WORK ORDER:
Please write out the final portion of the records below exactly: the line containing "Objective - one point per instance of the ski", every line after it, and nothing else.

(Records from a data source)
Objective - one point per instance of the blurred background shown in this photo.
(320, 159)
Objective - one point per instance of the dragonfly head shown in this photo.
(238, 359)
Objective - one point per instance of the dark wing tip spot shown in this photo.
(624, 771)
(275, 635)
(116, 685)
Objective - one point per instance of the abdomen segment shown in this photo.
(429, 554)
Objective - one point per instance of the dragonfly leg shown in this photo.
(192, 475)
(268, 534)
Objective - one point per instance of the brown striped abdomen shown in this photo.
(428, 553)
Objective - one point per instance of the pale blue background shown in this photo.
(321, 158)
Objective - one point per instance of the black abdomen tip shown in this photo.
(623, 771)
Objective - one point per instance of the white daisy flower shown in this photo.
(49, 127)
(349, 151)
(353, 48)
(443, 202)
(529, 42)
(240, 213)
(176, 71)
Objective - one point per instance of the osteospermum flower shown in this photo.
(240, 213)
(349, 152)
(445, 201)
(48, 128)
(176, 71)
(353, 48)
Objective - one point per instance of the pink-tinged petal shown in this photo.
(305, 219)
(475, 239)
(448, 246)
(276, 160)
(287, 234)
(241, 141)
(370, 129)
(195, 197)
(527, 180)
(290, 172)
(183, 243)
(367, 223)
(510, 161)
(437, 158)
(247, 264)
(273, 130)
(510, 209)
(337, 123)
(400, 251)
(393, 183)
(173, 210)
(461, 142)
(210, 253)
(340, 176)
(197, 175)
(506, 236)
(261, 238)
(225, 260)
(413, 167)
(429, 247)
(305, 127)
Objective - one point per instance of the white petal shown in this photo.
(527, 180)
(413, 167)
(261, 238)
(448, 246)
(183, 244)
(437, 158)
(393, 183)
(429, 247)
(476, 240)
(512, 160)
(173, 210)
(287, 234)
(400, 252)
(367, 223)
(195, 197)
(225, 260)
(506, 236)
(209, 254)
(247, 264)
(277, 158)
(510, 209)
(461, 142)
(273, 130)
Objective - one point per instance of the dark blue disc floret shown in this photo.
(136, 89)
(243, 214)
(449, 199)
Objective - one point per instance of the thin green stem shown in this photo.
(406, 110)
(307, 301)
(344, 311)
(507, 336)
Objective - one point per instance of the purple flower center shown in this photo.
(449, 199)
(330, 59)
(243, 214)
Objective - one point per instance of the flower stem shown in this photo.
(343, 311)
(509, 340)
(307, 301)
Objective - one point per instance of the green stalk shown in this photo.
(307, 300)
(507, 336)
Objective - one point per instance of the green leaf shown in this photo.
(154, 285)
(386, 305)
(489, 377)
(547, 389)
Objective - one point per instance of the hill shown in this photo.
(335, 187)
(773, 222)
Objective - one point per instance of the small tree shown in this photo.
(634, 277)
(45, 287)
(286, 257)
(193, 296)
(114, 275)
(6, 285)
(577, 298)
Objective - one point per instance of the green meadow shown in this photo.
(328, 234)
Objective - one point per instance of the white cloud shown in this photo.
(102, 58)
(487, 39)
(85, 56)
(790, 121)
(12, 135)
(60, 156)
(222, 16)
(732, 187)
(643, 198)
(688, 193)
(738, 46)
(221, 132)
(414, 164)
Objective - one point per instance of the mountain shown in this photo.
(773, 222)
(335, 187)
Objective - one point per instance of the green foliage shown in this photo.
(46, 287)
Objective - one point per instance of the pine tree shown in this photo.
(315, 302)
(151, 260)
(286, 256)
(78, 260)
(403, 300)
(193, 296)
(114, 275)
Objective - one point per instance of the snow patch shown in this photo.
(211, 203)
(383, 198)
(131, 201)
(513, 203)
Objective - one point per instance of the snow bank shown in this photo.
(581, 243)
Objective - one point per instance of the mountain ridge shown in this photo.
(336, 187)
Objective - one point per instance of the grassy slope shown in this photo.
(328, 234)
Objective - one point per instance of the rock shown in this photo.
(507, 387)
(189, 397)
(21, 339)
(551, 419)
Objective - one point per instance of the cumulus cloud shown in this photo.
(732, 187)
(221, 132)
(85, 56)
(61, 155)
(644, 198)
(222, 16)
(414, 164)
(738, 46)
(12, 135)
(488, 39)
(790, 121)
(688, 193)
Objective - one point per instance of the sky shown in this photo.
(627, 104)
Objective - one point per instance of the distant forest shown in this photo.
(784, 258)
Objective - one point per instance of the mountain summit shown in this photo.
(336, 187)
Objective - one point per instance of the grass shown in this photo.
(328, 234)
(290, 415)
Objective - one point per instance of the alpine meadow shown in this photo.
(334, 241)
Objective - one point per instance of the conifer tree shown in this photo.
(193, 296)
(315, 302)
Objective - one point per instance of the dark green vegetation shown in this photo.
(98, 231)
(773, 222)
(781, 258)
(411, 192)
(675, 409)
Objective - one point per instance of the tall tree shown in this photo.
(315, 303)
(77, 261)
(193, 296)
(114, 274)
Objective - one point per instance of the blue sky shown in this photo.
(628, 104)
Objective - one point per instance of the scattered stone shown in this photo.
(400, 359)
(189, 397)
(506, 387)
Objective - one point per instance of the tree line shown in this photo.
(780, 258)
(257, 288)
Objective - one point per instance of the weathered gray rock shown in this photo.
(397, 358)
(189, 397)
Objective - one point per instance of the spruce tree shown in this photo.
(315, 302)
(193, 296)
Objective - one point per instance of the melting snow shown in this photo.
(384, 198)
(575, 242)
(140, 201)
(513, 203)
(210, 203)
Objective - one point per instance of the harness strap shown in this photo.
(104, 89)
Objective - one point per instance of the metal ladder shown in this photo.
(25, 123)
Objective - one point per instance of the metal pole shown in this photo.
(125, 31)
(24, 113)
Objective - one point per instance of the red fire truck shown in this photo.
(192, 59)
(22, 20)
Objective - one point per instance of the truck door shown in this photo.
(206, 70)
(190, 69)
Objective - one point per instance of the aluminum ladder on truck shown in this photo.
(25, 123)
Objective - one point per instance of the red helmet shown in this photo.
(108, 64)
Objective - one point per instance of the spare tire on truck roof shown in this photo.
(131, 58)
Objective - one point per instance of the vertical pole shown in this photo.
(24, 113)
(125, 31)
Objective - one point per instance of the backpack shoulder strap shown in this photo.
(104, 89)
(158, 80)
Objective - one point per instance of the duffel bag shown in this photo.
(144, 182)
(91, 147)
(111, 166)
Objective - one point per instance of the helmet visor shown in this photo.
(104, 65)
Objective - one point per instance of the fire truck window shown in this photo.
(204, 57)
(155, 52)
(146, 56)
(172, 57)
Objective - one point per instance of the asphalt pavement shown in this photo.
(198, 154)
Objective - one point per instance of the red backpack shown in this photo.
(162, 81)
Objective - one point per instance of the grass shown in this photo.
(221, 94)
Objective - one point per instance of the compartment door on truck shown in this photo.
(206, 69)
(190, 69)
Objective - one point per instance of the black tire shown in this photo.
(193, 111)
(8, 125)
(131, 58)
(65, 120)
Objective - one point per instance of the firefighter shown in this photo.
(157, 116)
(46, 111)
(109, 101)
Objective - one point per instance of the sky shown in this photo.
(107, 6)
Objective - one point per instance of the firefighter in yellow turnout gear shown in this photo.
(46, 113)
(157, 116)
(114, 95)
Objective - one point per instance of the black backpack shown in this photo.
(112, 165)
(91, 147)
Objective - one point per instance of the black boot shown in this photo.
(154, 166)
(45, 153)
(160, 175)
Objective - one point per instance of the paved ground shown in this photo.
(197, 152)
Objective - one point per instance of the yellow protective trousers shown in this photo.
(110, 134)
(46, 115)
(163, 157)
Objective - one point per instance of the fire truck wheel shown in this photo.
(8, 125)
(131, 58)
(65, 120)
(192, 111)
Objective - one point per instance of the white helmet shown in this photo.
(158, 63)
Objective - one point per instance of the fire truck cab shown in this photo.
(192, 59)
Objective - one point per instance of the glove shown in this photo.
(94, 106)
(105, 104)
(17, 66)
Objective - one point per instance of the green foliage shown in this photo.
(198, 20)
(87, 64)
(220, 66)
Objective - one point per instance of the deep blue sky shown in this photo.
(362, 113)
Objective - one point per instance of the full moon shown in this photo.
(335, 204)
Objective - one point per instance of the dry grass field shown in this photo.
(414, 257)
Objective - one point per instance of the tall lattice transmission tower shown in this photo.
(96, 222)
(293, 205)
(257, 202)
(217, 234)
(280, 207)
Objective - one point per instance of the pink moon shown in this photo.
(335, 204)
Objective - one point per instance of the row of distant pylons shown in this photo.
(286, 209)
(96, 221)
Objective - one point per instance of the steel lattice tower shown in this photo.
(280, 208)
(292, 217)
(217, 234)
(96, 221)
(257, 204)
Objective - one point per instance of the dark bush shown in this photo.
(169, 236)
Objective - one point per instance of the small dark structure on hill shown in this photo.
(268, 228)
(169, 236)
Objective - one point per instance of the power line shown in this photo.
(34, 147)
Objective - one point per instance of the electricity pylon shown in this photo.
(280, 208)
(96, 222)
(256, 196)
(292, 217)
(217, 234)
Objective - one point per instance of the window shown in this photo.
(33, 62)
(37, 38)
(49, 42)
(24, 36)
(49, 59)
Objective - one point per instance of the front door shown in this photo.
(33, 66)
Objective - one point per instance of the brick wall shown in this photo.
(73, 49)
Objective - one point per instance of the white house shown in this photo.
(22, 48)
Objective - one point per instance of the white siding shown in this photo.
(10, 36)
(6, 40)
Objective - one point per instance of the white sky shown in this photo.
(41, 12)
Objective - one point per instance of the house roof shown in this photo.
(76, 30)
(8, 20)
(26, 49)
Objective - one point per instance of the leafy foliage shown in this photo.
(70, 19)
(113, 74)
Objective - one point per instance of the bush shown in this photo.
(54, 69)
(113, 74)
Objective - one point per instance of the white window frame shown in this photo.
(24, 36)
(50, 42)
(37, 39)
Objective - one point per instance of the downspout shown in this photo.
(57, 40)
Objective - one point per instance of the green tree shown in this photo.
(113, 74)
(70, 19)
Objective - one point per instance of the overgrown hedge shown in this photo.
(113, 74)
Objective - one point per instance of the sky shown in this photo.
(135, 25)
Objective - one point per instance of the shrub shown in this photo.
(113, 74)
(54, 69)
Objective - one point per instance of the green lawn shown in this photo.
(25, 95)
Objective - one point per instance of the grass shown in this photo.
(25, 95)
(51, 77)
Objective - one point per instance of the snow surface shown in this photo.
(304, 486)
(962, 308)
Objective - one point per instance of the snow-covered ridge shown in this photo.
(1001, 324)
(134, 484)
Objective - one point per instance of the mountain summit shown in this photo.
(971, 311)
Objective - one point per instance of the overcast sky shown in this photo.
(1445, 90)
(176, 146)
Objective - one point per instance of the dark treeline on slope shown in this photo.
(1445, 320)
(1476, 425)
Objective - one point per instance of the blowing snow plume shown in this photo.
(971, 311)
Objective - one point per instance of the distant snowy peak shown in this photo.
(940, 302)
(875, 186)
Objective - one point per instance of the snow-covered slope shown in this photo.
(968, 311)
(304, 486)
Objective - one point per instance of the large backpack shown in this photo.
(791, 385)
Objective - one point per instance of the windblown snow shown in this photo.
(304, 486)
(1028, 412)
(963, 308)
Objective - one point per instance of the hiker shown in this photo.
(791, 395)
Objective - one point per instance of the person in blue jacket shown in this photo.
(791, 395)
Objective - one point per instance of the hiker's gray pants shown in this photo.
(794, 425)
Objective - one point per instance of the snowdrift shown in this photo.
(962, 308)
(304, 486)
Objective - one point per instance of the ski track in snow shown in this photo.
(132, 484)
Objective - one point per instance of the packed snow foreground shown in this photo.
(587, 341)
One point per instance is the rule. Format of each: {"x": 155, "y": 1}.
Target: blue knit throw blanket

RESPONSE AREA:
Objective - one point per instance of the ski track in snow shown in this photo.
(132, 484)
Objective - one point per instance of the packed snow foreground shown in this photo.
(587, 341)
One point per instance is the rule. Format of each: {"x": 155, "y": 1}.
Target: blue knit throw blanket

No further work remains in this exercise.